The struggle for women in the past has been this: choose a pseudonym and be accepted as a creative artist or keep your rightful name and be considered as a literary afterthought. Karoline von Günderrode (1780-1806) had such a struggle. Her literary creations were written during the period of German Romanticism, when women used to be conventionalized as muses rather than accepted as independent artists. Correspondingly, until today her texts have been viewed as purely biographical and "specifically female", with few considering their artistic autonomy.

Günderrode's texts, however, can indeed stand on their own as literary works apart from their importance in feminist and gender studies. Only recently the manifold aspects of her writing have begun to attract increasing interest among present-day researchers. They examine the roles of heroines, the influence of romantic philosophy or the multifarious aspects of myths.

§

Work to do:
A. In the passage on Karoline von Günderrode, copy the words from "Günderrode's texts, however, can" to "aspects of myths.".
B. According to the passage on Karoline von Günderrode, why have her texts long been viewed as purely biographical and "specifically female"? Answer in one to three sentences.

§

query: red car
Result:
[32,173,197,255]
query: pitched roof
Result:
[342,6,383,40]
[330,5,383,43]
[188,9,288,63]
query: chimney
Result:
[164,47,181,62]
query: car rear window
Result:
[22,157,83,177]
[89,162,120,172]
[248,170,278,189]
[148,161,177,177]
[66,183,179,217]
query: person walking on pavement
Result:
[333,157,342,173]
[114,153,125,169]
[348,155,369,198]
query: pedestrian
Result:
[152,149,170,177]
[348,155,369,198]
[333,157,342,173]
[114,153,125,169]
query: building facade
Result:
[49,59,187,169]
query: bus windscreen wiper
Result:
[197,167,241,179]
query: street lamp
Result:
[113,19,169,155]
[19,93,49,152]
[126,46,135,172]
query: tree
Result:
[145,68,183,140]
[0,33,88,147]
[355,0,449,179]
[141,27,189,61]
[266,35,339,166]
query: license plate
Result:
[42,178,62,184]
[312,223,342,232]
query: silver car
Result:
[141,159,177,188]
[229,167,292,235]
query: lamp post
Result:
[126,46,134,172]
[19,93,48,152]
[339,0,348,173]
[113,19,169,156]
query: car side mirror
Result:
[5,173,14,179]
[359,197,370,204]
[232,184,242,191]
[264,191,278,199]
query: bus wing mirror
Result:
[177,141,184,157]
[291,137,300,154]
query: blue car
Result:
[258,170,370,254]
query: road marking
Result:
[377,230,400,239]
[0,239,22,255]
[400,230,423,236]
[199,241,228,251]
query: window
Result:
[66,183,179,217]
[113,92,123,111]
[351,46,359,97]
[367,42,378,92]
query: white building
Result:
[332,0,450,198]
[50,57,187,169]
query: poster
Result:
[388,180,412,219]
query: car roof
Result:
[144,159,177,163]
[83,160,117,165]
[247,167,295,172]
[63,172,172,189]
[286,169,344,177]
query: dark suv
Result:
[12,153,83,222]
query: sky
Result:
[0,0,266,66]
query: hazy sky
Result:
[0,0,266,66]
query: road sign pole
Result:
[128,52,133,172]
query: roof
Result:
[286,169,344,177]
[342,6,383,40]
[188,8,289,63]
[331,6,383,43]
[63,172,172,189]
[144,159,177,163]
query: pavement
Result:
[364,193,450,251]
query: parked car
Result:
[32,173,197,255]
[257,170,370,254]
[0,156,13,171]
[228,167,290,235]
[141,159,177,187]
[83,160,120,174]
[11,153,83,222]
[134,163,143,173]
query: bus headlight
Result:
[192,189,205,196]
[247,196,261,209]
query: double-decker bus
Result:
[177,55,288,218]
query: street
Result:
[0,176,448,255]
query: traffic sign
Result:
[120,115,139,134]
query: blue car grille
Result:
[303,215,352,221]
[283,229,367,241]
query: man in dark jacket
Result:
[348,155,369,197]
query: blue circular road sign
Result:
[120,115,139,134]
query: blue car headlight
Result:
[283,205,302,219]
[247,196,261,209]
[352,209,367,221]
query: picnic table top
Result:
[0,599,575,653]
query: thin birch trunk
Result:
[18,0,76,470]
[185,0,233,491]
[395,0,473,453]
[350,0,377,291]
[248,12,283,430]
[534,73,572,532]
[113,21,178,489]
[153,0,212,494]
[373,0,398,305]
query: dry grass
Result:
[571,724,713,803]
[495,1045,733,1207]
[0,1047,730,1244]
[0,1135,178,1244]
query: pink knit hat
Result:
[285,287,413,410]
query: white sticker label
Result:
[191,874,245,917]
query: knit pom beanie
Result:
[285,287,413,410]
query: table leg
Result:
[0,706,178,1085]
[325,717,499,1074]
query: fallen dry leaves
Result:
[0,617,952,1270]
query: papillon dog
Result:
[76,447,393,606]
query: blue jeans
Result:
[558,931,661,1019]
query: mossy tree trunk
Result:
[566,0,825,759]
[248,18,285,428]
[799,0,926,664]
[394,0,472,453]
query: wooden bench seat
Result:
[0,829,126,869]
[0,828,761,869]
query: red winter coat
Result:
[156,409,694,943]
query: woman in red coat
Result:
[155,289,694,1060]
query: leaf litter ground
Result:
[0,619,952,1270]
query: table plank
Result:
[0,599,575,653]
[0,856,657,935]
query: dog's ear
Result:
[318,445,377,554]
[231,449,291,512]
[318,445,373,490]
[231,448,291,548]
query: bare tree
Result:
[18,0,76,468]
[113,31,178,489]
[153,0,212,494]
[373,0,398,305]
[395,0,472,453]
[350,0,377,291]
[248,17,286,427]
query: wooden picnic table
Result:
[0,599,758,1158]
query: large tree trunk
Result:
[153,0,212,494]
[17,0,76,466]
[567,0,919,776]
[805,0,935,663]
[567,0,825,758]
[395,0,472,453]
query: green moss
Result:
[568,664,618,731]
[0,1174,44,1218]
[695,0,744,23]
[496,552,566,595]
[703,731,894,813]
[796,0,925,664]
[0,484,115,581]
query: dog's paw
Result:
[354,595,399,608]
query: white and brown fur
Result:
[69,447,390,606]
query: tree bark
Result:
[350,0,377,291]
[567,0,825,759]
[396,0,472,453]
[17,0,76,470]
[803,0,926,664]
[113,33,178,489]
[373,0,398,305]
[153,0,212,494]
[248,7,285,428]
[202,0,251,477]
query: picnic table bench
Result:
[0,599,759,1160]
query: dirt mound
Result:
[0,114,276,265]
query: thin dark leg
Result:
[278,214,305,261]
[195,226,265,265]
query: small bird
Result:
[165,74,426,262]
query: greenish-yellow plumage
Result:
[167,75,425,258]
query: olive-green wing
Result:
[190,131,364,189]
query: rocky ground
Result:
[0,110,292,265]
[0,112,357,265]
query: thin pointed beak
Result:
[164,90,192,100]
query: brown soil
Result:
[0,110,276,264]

§

Solved problems:
A.
Günderrode's texts, however, can indeed stand on their own as literary works apart from their importance in feminist and gender studies. Only recently the manifold aspects of her writing have begun to attract increasing interest among present-day researchers. They examine the roles of heroines, the influence of romantic philosophy or the multifarious aspects of myths.

B. Her works were written during German Romanticism, when women were conventionalized as muses rather than accepted as independent artists. Correspondingly, her texts have been read as purely biographical and "specifically female," and few have considered their artistic autonomy.